▶ **SUPPLIED TEXT**
Mariano Giralt, managing director of tax services at BNY Mellon in Madrid, believes that once equity is treated the same as debt for corporate income tax purposes, in-house budgets for deal-making activity will rise.

"“The debt-bias means the parent company has a preference of funding subsidiaries with debt instead of equity because interest is deductible and return on equity is not, but this is going to change," according to Giralt.

The DEBRA proposal is supported by large business groups because it will increase business investment in mergers and acquisitions in Europe while lowering compliance costs. Notwithstanding, the proposal is unique in that it allows a tax deduction on equity, despite widespread global rules imposed by the OECD's BEPS project that limit deductions.

"Countries have done several experiments to fix this [the debt-equity bias], but they were all abandoned … and during the BEPS project everyone agreed that imposing a limit of interest deduction at 30% of EBITDA is the way to go ," Giralt continues.

According to sources, there is no reason for a complicated DEBRA proposal to succeed when other proposals have failed. According to ITR's sources, the Commission may be isolating the EU by overcomplicating the bloc's tax system with an equity-based deduction rather than aligning it with the majority of countries that cap the number of allowable deductions.

▶ **STATED GOAL 1**
Reproduce the rows word for word, starting at the line with "drop a dot on every instance of the teeth" and continuing through the final line of the rows, both included.
The DEBRA article and the rows that come next are unrelated to each other.

▶ **Recorded data**
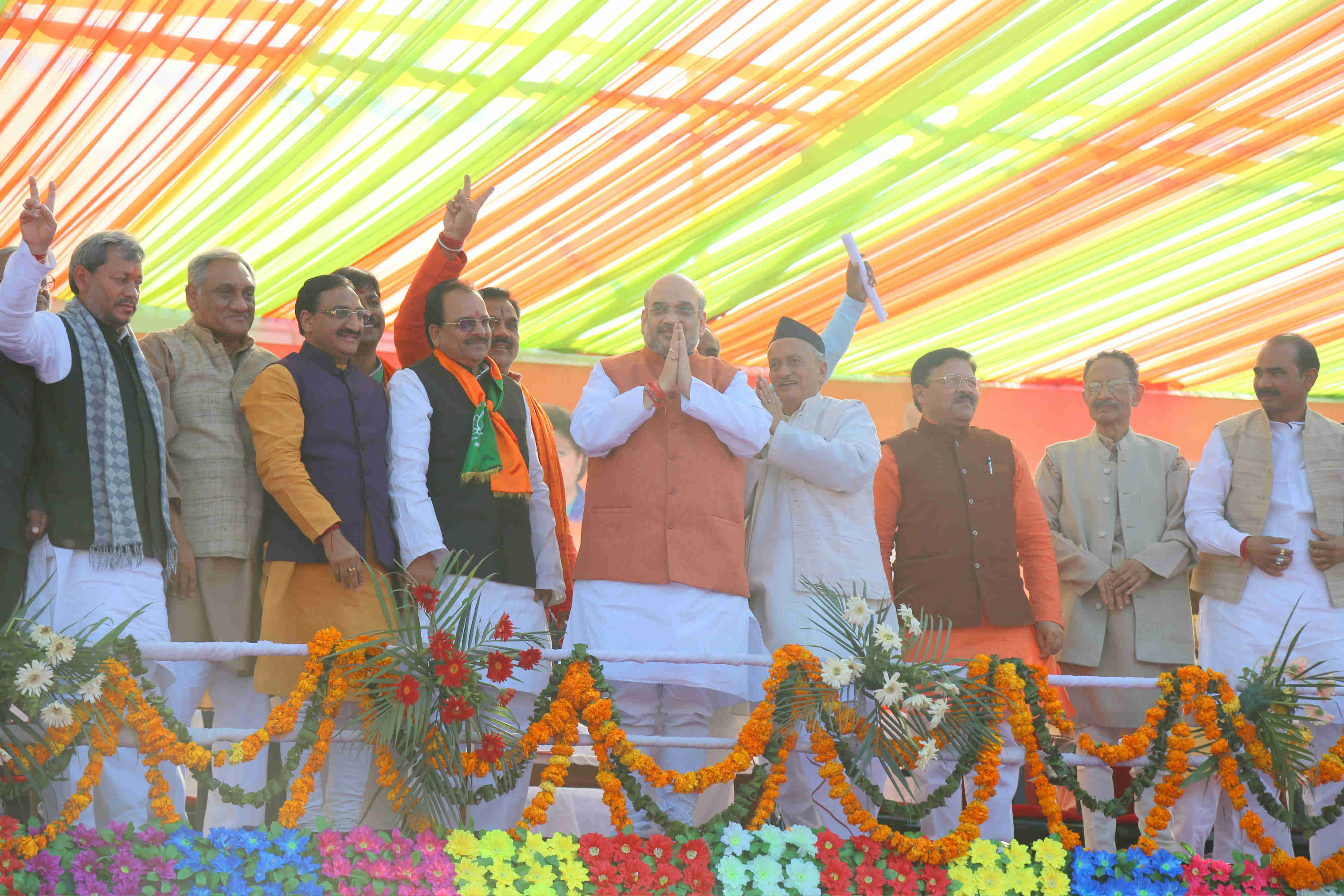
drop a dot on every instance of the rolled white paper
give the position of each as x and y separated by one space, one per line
853 248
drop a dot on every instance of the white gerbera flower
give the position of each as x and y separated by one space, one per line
57 715
61 649
937 713
928 753
33 679
888 637
857 612
92 690
892 691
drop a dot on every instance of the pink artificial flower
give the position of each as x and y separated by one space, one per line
365 840
330 843
337 867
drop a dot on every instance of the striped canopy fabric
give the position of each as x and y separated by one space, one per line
1032 180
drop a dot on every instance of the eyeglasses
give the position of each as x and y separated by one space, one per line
346 313
958 382
1115 387
470 324
686 312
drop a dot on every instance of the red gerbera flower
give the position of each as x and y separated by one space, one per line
700 879
659 848
454 672
408 691
440 645
499 668
493 749
456 710
427 597
694 852
666 877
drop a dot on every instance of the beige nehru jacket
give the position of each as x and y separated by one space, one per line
212 463
1088 492
1248 441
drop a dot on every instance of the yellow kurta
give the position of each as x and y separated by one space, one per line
299 598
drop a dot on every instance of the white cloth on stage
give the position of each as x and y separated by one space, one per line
1234 636
75 597
236 706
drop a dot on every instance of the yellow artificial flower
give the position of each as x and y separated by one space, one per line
1018 854
984 852
565 847
1054 882
1022 881
1050 854
463 844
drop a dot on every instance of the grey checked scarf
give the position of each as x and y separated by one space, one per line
116 530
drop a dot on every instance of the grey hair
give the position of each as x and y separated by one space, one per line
92 253
200 264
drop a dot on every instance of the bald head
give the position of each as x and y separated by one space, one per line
673 300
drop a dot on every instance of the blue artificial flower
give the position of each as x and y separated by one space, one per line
304 864
190 859
268 863
1105 863
253 842
292 843
226 863
183 838
1085 864
1167 864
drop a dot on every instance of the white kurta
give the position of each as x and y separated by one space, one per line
419 531
843 464
627 616
1233 636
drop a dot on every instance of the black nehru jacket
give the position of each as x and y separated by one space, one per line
495 532
61 464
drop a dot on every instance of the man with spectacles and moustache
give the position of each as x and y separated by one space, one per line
667 433
466 479
1116 504
321 430
24 518
958 506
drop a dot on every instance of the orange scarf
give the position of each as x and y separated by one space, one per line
545 436
493 455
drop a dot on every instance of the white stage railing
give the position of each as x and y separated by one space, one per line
224 652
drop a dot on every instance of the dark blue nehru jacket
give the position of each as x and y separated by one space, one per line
345 451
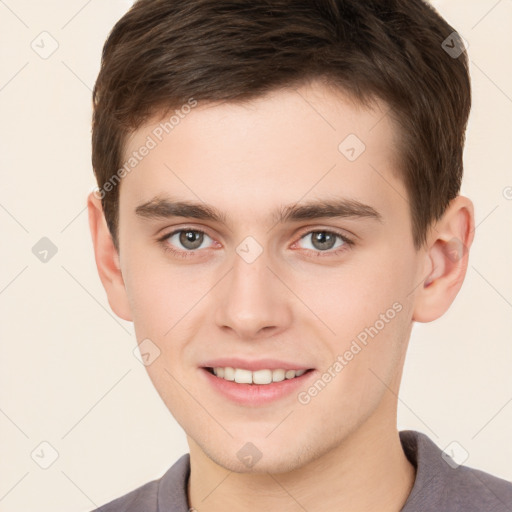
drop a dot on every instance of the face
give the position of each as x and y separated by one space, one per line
297 256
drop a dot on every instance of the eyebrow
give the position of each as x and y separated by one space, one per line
163 208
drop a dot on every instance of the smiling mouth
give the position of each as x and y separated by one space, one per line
258 377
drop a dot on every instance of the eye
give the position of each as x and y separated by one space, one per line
326 241
186 239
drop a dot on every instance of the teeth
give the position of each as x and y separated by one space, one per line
242 376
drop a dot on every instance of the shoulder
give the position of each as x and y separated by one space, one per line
165 494
441 484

▶ **STATED GOAL 2**
Answer these from the DEBRA article:
(a) What position does Mariano Giralt hold, and where?
(b) During the BEPS project, what limit on interest deduction did everyone agree on?
(c) Which groups support the DEBRA proposal?

▶ **WORKED ANSWER 1**
drop a dot on every instance of the teeth
give the position of each as x and y separated by one space, one per line
242 376
drop a dot on every instance of the shoulder
give the position of each as x and y separated by one space, one per line
165 494
441 484

▶ **WORKED ANSWER 2**
(a) Managing director of tax services at BNY Mellon in Madrid.
(b) A limit of interest deduction at 30% of EBITDA.
(c) Large business groups.